• [DATASET]
============================================================
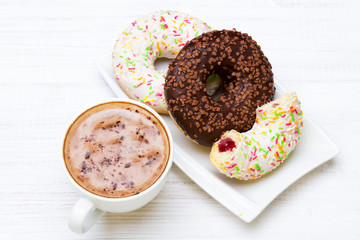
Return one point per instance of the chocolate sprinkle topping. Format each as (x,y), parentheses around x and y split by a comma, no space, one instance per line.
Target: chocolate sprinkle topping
(247,82)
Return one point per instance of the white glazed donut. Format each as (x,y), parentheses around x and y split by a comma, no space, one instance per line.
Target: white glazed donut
(263,148)
(161,34)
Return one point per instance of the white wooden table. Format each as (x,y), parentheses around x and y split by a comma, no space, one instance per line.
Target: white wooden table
(47,74)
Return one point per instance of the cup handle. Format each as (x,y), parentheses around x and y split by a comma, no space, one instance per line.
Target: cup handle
(83,215)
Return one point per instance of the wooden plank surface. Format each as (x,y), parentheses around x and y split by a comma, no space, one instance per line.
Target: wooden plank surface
(48,73)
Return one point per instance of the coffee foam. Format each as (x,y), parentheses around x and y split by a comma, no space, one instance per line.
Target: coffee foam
(116,149)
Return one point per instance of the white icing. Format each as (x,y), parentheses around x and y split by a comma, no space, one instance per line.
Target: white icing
(260,150)
(161,34)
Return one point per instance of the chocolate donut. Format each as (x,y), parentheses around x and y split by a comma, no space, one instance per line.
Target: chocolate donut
(247,82)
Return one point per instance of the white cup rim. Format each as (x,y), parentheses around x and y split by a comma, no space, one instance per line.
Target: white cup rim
(142,193)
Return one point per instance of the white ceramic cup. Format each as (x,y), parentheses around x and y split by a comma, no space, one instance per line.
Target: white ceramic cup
(90,207)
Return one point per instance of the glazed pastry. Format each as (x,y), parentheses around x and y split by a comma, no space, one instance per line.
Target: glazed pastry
(260,150)
(246,83)
(157,35)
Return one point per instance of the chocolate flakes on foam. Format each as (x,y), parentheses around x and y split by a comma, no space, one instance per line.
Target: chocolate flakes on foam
(246,77)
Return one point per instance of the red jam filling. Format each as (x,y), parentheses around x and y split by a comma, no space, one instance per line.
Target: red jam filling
(226,144)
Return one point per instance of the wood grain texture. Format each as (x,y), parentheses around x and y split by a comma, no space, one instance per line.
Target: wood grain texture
(48,74)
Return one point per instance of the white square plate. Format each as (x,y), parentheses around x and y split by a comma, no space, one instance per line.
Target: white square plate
(245,199)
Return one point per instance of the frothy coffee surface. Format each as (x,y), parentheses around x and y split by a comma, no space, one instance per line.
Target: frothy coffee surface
(116,150)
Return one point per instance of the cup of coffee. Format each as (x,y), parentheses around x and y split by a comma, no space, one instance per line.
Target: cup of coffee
(118,155)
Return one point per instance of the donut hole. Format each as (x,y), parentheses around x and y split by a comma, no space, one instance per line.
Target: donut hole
(214,86)
(162,64)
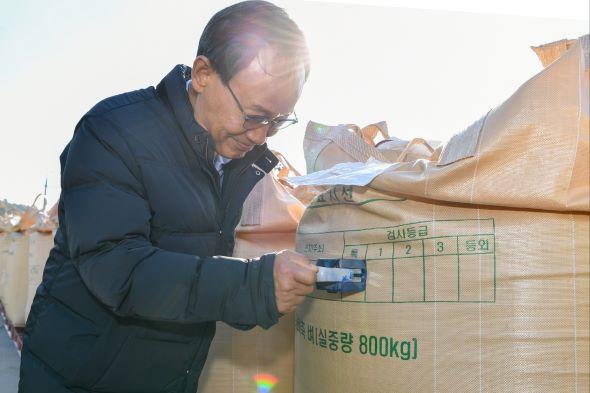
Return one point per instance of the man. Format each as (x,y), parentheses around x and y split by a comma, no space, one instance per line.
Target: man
(153,184)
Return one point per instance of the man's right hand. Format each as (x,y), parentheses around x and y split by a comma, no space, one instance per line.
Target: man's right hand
(294,277)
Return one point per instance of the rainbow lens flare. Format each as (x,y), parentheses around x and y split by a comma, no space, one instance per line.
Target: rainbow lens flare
(265,382)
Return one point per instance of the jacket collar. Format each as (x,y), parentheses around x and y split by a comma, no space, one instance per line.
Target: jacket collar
(173,86)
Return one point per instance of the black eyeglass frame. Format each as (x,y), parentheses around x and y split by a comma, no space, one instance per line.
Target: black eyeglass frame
(275,124)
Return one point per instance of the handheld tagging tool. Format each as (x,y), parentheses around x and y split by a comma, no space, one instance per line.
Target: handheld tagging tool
(341,275)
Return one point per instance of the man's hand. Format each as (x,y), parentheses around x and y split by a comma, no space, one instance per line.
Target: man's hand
(294,278)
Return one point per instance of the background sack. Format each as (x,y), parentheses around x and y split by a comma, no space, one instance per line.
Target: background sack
(478,259)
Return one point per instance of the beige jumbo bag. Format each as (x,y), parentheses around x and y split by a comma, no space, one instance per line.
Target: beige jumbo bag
(3,255)
(478,261)
(15,280)
(241,361)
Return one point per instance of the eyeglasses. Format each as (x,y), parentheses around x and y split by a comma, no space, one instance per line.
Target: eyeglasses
(252,122)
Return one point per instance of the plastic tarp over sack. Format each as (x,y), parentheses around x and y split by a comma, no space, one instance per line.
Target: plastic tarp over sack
(477,259)
(238,361)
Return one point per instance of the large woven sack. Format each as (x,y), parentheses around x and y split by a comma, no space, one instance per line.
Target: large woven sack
(238,360)
(478,261)
(3,255)
(40,244)
(15,279)
(324,146)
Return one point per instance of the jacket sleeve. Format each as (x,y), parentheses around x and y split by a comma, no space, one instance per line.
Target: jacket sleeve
(107,225)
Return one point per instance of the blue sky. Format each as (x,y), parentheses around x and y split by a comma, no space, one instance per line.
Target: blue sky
(429,73)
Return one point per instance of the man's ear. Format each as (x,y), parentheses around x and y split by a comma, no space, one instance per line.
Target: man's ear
(201,73)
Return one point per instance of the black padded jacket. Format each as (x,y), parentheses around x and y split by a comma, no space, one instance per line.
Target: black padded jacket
(139,272)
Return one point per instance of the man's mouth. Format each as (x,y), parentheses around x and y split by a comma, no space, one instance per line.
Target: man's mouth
(243,146)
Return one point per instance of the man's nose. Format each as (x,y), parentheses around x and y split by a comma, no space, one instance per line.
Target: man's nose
(258,135)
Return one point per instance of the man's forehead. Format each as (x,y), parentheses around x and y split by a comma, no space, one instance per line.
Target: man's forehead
(271,83)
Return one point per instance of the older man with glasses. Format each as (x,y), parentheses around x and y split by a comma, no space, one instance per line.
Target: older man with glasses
(153,183)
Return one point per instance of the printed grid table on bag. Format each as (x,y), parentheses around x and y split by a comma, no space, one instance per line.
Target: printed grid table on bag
(450,261)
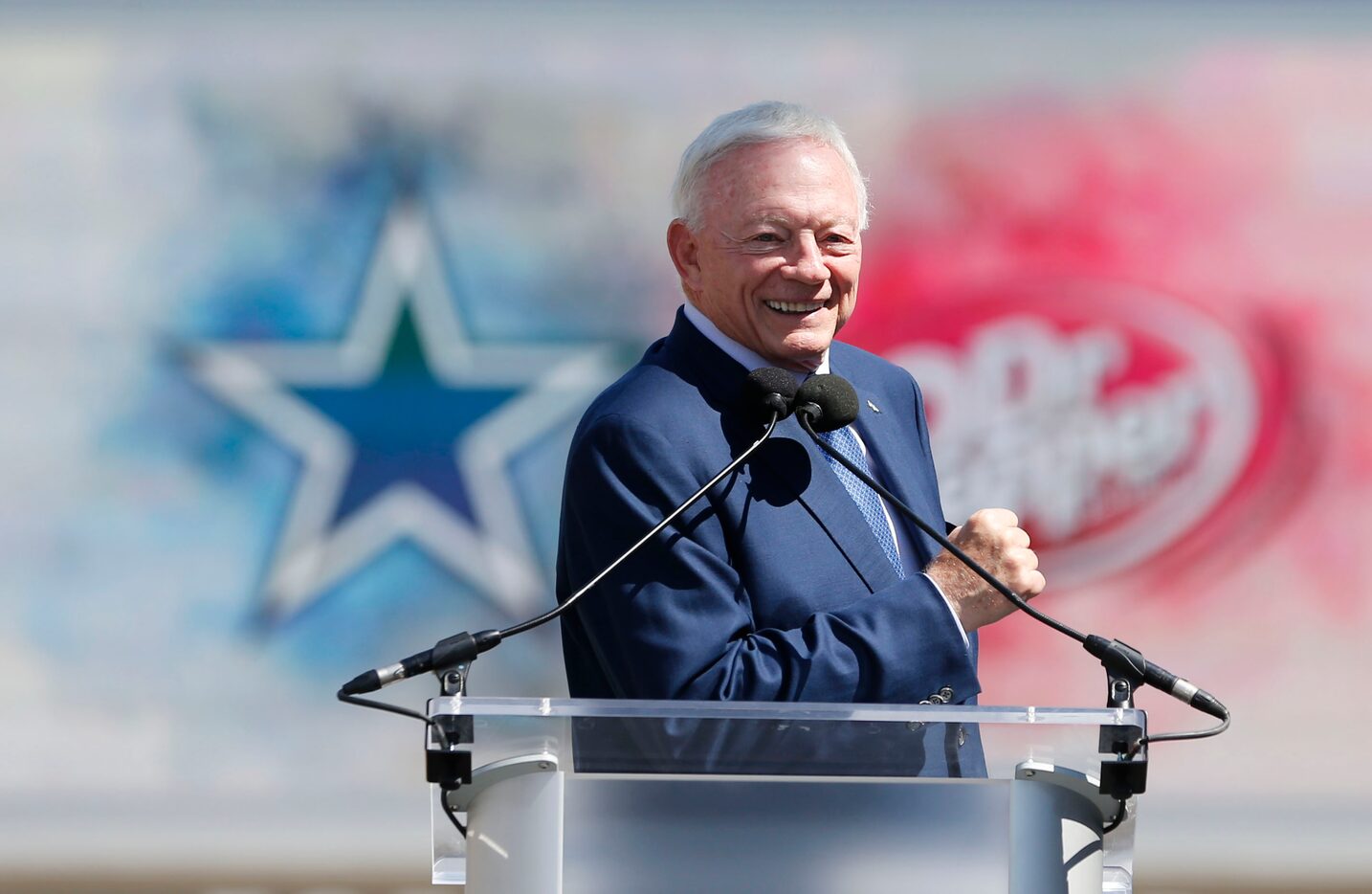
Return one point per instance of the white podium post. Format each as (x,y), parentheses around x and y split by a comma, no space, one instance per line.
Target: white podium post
(628,796)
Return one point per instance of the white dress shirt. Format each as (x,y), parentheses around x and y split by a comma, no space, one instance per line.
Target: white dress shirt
(752,360)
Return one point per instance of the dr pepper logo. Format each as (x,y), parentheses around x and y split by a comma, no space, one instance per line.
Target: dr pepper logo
(1118,422)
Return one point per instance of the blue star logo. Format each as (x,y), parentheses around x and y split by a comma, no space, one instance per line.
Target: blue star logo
(404,429)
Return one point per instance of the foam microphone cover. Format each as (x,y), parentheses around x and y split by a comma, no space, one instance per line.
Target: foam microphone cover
(770,391)
(829,401)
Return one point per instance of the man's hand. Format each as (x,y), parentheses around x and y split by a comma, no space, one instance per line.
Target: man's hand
(995,540)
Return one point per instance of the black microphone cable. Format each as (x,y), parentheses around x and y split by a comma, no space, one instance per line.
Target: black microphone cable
(826,403)
(768,389)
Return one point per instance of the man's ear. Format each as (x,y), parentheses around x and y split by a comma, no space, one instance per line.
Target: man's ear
(685,250)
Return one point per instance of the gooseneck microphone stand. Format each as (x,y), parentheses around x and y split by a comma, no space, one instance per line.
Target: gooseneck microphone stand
(826,403)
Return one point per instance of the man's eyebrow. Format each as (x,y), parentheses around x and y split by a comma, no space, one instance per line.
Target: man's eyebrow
(783,220)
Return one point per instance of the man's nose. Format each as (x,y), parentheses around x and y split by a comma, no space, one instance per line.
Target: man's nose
(809,261)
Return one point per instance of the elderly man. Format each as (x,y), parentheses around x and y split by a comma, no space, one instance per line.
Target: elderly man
(786,581)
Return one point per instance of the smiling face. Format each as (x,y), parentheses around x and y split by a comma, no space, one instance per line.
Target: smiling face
(774,261)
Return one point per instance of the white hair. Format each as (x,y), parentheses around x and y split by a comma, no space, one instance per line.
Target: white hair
(762,123)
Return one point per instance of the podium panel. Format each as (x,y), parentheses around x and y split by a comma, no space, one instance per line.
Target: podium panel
(618,796)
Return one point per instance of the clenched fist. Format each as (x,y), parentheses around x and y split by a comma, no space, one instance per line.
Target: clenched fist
(995,540)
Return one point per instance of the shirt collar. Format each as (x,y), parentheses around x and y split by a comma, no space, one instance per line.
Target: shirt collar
(745,356)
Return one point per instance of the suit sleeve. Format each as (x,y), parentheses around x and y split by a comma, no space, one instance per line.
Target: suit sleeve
(675,621)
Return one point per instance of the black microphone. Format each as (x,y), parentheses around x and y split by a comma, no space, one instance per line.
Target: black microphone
(449,653)
(768,391)
(826,403)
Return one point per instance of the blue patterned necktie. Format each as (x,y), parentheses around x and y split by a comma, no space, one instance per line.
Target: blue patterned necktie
(846,442)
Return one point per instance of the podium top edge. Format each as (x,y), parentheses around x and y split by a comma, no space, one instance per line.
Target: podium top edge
(501,706)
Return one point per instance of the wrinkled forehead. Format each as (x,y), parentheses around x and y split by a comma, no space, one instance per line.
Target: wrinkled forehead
(778,182)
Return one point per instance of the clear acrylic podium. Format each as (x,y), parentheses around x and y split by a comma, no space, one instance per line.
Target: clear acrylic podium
(619,795)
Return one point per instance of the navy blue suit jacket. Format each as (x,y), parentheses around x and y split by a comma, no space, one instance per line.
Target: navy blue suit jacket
(770,588)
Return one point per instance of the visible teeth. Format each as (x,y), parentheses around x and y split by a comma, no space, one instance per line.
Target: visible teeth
(785,306)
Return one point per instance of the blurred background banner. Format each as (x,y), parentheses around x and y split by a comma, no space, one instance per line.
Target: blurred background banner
(303,303)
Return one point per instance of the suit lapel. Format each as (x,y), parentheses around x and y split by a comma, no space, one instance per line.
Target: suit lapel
(719,379)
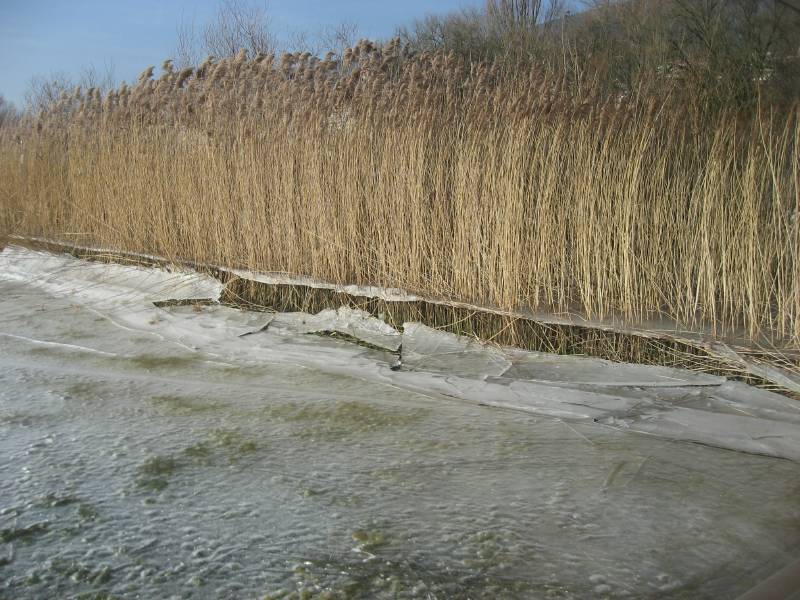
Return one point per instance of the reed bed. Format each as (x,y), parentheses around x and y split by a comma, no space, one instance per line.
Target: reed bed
(450,180)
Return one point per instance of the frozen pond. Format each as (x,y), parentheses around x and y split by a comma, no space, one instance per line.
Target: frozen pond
(153,452)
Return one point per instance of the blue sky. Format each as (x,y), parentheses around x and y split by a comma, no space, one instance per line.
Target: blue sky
(41,37)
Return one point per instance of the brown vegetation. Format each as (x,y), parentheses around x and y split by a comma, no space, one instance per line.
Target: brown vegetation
(428,173)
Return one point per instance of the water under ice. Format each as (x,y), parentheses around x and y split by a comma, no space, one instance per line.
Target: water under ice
(158,452)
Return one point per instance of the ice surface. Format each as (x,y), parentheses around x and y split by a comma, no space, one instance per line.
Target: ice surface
(673,403)
(164,452)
============================================================
• [WORK TO BE COMPLETED]
Reproduce only those lines of the entries above that run from the line with "Return one point per instance of the brown" to the final line.

• [TASK RESULT]
Return one point per instance of the brown vegetation. Format each as (x,y), parentheses around x and y split by a comma, no space, one instance per line.
Target: brown vegetation
(428,173)
Return one point per instance of the water under ice. Format each as (x,y), parentheses around x and y split by a comma, no space, one instance per line.
Target: water under ice
(158,452)
Return one point per instance of the ice surface. Format each as (x,y), parentheses around x and y split by a comma, no space, one instance per line.
Target: ice surface
(673,403)
(164,452)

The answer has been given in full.